======== STORED DATA ========
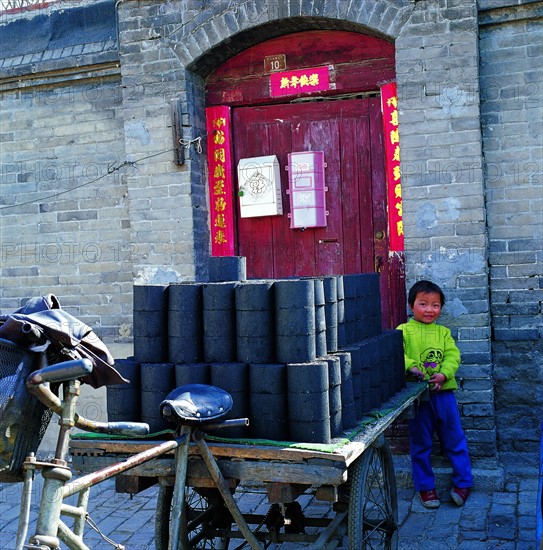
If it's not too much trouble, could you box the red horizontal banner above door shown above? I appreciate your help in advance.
[270,65,334,97]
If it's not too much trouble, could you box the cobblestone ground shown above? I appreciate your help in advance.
[0,480,537,550]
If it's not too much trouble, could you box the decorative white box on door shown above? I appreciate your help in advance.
[287,151,328,229]
[238,155,283,218]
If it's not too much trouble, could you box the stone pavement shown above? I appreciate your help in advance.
[0,472,537,550]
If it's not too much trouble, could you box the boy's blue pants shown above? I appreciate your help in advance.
[409,390,473,491]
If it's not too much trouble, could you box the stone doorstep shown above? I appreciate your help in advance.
[394,455,506,494]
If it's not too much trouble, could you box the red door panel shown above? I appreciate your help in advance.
[233,100,378,277]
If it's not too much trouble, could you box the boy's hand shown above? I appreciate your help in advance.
[428,372,447,392]
[407,367,425,380]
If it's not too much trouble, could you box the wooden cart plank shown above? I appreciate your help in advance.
[70,383,426,474]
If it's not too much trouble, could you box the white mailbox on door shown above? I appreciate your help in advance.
[287,151,328,228]
[238,155,283,218]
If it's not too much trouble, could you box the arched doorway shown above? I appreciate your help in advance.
[206,31,405,328]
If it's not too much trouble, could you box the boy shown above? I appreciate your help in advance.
[398,281,473,508]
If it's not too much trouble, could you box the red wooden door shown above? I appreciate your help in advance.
[233,99,387,284]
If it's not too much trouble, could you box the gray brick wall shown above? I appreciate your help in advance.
[0,0,543,470]
[480,2,543,463]
[396,0,496,457]
[0,76,134,339]
[119,2,209,282]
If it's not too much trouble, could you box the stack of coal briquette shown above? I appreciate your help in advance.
[108,257,405,443]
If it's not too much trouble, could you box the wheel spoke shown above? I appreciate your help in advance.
[348,444,398,550]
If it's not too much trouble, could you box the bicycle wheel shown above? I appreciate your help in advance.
[348,442,398,550]
[155,485,232,550]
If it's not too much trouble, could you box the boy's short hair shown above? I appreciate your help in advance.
[407,280,445,307]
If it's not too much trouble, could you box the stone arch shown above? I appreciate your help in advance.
[167,0,413,78]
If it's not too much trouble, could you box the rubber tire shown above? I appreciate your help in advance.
[155,485,229,550]
[348,442,398,550]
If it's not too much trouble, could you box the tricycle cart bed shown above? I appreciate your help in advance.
[70,383,426,550]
========
### WHAT IS EXPECTED
Update the material above so that each occurrence of "shown above" reads "pictured above", leaving everything else unchanged. Omit the pictures from the answer.

### EXERCISE RESULT
If it's not too much trouble, could you box the red horizontal banner above door pictured above? I appreciate your help in advance.
[270,65,334,97]
If it's not too much trouble, could you box the cobblestone ground pictured above? I appreciate your help in advance.
[0,480,537,550]
If it's not too much trouble, could you box the decorative white box on door pictured above? I appreciate your help in advance.
[287,151,328,229]
[238,155,283,218]
If it's not too much trouble, could you box the stone pavement pictured above? I appreciate your help in advance.
[0,472,537,550]
If it's not too much trouble, could you box the boy's blue pants pictured above? I appreciate your help in advance.
[409,390,473,491]
If it's not too much trouble, could you box the stone doorstep pictured above? I appreciate your help in advance.
[394,455,506,494]
If it's not too much trouble, could you box the red door panel pictured above? I appreciate your help in advance.
[233,100,378,277]
If it's not too much trouble, could you box the boy's hand pictured above? I appreciate your help in advance.
[428,372,447,392]
[407,367,425,380]
If it's not too much trouble, could you box the wooden cart plank pictured above? I appreciate your help in advance.
[70,383,426,474]
If it's not too much trouble, could you box the white mailbox on door pictured above? I appreciate your help in advance.
[287,151,328,228]
[238,155,283,218]
If it's not too much trouble, could you box the arched doorway pictured above? I appreciate your help in advance.
[206,31,405,328]
If it's not too much trouble, could you box the boy pictured above? I appreciate your help in advance.
[398,281,473,508]
If it's not too much trouble, could you box the red wooden door pictured above? I appreciate your help in advance.
[233,99,387,284]
If it's not too much trouble, could you box the gray brick wall pictured above? I appreciate your help in advance.
[0,0,543,470]
[480,2,543,463]
[396,0,496,457]
[0,76,134,339]
[119,2,209,282]
If it's not too much trouble, could you box the stack of coal briquette pictured above? I appreciate your help in advance.
[108,257,405,443]
If it's not too much trouble, could you box the wheel spoke pictured above? I appreciate your help in advance.
[348,444,398,550]
If it's not too much trouble, could you box the bicycle wheel pictured above? I appreciate your help in advance.
[348,442,398,550]
[155,485,232,550]
If it's not too much trouble, could you box the boy's short hair pictured above? I appreciate your help in advance.
[407,280,445,307]
If it's not too much trouble, could you box the stone arch pictured above? I appreciate your help in advance.
[167,0,413,78]
If it's not too much trouble, could you box the rubber tire pictured above? I appreciate your help in advance.
[155,485,229,550]
[348,442,398,550]
If it's not too much trouble, could you box the tricycle cart bed pictured above? I appreciate your help in advance.
[70,383,426,550]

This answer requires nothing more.